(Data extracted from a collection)
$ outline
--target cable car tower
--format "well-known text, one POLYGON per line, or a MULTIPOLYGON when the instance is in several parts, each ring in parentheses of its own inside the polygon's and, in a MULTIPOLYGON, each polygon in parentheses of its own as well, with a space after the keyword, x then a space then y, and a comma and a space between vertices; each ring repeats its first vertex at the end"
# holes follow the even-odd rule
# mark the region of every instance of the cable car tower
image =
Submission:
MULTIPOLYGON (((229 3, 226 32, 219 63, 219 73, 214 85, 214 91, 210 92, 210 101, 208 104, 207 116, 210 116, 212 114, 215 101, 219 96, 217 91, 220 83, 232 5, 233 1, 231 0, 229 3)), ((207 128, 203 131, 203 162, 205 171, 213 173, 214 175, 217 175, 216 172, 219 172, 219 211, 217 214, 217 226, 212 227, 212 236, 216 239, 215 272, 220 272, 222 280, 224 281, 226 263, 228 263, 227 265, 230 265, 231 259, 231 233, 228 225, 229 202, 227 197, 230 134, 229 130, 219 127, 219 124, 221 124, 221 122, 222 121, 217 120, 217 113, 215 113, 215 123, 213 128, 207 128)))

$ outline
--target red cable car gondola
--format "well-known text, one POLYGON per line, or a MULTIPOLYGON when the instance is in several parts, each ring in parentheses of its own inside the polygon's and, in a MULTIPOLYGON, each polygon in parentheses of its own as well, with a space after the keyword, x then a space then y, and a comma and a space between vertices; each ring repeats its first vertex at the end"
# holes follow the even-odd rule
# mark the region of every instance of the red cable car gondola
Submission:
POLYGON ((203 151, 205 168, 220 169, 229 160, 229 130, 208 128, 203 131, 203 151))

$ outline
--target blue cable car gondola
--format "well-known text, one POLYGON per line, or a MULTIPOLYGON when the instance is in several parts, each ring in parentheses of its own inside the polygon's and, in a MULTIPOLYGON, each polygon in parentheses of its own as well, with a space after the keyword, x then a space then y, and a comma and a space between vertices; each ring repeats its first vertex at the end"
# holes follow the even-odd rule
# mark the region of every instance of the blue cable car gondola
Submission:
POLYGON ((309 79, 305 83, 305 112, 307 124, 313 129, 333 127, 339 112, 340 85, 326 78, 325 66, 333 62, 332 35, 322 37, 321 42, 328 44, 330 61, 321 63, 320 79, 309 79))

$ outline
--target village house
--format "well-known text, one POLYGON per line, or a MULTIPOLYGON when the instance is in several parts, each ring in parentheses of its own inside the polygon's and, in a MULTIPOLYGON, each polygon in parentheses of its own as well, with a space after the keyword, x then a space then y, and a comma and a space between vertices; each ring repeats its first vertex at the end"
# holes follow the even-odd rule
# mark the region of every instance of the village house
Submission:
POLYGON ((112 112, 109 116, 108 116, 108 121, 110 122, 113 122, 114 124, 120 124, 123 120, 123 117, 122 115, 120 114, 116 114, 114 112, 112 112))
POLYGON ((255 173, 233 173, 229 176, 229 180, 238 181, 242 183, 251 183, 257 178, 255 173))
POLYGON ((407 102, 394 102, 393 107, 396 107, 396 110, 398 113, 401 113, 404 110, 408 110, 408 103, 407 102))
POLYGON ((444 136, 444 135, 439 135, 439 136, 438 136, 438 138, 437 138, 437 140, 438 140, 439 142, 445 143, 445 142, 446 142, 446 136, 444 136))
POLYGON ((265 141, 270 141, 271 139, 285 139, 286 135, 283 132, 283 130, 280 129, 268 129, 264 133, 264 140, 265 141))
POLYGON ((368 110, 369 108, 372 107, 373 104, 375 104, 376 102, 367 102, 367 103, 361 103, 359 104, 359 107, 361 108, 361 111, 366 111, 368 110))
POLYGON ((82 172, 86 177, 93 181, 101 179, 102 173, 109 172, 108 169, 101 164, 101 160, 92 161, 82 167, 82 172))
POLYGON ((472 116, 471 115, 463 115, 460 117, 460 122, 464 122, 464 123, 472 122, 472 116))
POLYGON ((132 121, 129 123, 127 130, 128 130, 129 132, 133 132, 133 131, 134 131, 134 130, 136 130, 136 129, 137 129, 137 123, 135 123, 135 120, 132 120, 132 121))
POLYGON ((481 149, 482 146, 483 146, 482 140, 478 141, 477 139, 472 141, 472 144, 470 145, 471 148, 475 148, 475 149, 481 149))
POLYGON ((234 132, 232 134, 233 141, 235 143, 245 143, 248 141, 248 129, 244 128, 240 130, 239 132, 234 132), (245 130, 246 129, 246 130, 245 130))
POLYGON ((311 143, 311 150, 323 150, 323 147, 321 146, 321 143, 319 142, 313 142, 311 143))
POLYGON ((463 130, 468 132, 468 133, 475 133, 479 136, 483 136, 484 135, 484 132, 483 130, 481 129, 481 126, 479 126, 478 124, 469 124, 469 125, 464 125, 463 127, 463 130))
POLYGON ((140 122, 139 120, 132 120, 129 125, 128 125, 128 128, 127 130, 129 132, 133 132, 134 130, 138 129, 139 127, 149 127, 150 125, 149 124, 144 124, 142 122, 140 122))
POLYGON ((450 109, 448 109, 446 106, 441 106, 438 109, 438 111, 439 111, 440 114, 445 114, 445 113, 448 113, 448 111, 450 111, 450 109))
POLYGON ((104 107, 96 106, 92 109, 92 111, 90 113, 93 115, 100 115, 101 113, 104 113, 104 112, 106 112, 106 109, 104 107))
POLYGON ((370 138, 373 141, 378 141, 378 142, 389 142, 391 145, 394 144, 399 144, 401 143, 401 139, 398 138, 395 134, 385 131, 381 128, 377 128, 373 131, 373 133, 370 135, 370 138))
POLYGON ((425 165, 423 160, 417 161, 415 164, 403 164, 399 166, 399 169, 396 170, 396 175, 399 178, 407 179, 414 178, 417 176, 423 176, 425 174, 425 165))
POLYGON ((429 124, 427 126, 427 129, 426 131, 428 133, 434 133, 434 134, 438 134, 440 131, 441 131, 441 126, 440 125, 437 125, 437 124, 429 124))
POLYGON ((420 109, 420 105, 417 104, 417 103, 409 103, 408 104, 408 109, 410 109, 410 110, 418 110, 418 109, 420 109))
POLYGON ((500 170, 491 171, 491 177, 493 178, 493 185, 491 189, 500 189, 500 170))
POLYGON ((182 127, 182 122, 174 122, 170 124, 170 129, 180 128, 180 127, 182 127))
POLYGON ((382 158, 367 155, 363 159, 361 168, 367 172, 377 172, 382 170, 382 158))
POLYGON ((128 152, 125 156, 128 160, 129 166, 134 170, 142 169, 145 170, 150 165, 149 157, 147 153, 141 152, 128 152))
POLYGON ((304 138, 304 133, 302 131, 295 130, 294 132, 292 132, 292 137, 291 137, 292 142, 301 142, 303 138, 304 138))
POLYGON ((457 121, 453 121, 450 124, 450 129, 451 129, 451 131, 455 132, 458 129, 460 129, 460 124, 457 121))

* * *

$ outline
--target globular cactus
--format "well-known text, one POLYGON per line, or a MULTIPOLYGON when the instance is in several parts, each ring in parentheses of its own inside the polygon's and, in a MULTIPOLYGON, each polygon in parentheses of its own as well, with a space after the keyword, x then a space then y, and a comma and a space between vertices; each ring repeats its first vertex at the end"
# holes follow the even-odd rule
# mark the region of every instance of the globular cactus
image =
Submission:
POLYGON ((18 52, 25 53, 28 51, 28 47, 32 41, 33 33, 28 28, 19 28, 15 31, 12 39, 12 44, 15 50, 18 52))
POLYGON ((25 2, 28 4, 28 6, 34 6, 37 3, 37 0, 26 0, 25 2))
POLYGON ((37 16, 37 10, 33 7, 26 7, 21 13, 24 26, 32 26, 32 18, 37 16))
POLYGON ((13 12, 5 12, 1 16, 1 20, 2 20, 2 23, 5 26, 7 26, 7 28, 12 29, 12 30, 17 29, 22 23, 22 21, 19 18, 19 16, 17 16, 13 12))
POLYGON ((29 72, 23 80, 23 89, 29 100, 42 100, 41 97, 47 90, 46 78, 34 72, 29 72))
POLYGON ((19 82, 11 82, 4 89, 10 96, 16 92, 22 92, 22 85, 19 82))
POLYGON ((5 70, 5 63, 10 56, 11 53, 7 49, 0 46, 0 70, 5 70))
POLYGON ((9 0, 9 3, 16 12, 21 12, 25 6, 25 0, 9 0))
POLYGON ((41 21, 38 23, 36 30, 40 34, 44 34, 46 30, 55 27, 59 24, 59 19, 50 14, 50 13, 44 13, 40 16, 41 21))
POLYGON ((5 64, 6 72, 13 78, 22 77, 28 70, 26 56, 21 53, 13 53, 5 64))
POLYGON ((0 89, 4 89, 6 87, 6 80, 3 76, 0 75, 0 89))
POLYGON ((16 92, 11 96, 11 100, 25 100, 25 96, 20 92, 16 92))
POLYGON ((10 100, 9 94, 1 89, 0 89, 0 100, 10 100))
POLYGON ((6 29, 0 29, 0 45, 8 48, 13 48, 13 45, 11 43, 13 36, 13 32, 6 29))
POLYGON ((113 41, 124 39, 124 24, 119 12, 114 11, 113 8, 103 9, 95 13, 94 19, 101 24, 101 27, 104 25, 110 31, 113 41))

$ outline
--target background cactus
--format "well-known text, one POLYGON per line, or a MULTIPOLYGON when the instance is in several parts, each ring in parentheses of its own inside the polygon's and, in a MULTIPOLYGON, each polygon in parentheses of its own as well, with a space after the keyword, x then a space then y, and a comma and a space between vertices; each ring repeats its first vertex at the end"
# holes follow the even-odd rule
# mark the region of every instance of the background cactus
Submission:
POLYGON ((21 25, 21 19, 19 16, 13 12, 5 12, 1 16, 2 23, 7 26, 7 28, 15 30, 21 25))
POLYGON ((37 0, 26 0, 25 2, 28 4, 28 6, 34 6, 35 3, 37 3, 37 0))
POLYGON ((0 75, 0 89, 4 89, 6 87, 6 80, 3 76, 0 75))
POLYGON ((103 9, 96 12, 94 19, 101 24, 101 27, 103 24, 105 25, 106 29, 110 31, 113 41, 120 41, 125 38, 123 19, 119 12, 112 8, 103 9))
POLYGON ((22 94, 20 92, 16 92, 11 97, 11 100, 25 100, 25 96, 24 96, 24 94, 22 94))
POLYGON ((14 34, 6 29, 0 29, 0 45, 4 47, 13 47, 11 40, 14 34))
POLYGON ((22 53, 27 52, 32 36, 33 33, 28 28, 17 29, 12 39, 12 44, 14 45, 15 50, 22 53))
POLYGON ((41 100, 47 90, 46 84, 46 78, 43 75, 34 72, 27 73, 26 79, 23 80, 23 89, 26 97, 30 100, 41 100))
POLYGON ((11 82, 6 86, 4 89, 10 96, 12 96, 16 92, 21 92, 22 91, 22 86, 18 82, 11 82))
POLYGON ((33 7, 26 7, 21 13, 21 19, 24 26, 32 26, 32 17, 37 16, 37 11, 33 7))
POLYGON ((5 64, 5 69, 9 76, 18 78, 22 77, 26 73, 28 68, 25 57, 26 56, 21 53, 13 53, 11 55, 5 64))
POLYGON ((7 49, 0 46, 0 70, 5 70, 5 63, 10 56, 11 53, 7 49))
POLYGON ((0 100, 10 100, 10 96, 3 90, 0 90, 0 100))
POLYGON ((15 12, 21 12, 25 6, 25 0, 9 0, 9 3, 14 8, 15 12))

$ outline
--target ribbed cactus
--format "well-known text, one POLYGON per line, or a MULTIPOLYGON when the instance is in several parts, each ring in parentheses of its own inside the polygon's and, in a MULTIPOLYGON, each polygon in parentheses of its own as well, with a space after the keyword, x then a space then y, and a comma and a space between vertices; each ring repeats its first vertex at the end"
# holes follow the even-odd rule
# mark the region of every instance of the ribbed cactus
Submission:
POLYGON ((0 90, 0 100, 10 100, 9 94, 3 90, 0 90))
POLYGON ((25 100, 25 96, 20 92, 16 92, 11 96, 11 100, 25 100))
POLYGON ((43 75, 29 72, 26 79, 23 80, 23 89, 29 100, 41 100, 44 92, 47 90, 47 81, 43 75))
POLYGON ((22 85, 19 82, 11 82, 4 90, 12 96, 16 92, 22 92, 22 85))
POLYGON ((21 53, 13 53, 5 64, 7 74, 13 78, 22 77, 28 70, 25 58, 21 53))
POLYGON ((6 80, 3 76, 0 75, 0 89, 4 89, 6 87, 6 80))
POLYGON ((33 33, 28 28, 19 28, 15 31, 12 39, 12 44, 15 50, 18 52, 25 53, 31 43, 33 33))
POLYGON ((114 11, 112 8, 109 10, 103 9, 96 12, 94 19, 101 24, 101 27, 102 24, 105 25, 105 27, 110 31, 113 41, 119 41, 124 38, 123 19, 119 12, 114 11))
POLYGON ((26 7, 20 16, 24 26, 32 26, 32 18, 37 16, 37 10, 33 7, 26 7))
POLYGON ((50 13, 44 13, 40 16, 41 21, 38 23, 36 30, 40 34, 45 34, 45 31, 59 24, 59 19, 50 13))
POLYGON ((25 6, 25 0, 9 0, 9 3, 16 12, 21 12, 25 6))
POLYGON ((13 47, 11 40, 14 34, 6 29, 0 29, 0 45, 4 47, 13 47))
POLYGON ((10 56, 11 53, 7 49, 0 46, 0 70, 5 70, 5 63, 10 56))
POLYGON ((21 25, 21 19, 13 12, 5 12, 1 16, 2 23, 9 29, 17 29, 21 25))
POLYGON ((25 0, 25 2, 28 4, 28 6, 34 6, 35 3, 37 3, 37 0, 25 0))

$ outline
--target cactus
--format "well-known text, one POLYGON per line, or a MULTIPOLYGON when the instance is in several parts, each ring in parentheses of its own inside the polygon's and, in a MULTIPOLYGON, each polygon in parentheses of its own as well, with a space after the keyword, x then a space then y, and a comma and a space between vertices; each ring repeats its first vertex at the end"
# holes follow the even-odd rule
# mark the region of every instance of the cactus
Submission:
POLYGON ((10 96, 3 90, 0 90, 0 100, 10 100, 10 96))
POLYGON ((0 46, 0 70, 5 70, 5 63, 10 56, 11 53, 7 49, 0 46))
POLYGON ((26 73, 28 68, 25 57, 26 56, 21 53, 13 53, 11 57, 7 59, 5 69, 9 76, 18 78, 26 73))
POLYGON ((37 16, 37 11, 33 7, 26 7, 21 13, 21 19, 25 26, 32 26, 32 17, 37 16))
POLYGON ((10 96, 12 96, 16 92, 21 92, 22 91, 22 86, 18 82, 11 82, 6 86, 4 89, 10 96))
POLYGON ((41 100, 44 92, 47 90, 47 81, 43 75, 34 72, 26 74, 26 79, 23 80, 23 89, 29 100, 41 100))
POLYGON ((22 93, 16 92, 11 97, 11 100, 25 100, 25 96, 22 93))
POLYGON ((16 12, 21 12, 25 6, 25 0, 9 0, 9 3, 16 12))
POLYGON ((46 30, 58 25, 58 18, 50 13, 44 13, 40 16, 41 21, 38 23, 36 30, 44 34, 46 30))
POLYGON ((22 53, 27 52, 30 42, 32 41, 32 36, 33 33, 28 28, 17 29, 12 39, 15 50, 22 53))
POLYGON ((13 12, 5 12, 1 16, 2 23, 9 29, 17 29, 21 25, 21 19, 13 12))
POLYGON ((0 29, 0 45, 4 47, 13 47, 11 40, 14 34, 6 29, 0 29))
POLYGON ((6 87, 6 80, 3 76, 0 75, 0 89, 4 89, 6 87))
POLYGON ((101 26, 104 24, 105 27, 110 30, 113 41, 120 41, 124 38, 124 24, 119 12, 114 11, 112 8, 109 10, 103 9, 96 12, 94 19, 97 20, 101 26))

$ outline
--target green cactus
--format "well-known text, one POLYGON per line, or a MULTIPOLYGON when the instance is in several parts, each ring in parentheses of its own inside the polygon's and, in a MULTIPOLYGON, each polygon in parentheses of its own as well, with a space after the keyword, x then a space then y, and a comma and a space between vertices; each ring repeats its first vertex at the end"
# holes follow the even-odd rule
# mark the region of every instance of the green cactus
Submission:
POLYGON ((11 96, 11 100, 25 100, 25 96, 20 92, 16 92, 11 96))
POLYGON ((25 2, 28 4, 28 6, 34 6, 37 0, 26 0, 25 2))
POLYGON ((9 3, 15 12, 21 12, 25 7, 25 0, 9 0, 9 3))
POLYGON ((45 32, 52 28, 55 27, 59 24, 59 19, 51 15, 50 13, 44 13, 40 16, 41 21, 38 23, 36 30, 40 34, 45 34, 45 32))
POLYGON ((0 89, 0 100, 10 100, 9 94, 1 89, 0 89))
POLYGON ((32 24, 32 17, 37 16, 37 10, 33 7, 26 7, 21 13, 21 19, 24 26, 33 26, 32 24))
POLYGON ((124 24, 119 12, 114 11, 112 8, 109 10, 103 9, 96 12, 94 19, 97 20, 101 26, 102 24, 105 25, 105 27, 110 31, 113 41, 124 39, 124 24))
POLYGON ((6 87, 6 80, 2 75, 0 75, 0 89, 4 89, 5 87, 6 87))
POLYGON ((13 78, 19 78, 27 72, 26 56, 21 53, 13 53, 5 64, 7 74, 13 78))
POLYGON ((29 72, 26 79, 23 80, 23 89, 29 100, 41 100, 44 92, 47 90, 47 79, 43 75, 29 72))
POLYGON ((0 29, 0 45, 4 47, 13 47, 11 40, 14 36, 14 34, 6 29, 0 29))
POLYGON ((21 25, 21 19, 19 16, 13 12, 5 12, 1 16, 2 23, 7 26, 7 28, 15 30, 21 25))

...

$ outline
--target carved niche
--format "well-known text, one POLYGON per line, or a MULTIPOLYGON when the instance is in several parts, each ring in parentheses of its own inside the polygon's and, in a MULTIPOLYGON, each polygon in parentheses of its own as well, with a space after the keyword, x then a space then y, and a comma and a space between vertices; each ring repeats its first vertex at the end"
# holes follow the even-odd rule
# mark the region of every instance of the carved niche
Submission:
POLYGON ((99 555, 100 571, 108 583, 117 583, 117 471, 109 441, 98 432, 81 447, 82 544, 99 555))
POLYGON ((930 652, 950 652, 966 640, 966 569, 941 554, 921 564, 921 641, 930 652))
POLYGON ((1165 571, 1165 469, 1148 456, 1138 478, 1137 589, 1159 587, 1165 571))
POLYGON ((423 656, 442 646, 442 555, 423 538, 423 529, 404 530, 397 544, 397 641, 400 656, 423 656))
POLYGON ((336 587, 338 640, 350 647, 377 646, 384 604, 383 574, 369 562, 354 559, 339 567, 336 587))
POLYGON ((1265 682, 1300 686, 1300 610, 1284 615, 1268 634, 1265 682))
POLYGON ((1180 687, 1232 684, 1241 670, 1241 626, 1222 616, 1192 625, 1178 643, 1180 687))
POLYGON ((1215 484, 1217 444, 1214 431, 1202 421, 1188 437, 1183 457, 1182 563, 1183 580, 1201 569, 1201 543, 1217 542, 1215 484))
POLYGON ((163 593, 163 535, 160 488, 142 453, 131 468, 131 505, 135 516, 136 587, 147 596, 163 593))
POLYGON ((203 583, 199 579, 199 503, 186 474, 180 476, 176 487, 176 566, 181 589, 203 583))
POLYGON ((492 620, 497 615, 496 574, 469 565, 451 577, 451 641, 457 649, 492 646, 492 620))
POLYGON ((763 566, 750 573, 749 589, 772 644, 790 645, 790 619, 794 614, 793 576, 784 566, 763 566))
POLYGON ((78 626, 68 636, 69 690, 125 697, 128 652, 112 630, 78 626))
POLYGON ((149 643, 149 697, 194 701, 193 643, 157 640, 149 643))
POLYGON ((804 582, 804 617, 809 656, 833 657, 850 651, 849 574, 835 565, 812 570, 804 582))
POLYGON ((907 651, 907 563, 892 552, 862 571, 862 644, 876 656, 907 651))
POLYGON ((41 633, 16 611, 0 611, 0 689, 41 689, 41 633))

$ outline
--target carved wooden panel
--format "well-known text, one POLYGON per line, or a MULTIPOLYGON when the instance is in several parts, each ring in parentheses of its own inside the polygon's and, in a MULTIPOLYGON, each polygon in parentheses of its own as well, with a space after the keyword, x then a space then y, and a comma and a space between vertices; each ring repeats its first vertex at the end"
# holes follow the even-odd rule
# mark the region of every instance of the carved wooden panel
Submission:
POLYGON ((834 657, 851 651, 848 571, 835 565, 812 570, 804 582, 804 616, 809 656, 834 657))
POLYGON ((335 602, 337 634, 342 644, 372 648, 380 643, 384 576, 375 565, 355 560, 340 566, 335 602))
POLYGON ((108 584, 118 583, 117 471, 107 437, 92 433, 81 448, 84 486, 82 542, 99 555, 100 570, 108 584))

**Your objective**
From the entries above, return each line with the word "every" in it.

**Response area**
# mark the region of every instance of the cable car tower
# mark the region of every instance of the red cable car gondola
# mark the region of every instance of the blue cable car gondola
# mark the region of every instance of the village house
# mark the region of every instance of the globular cactus
# mark the region of every instance of the background cactus
# mark the region of every instance of the ribbed cactus
# mark the region of every instance of the cactus
# mark the region of every instance of the green cactus
# mark the region of every instance of the carved niche
# mark the region of every instance of the carved wooden panel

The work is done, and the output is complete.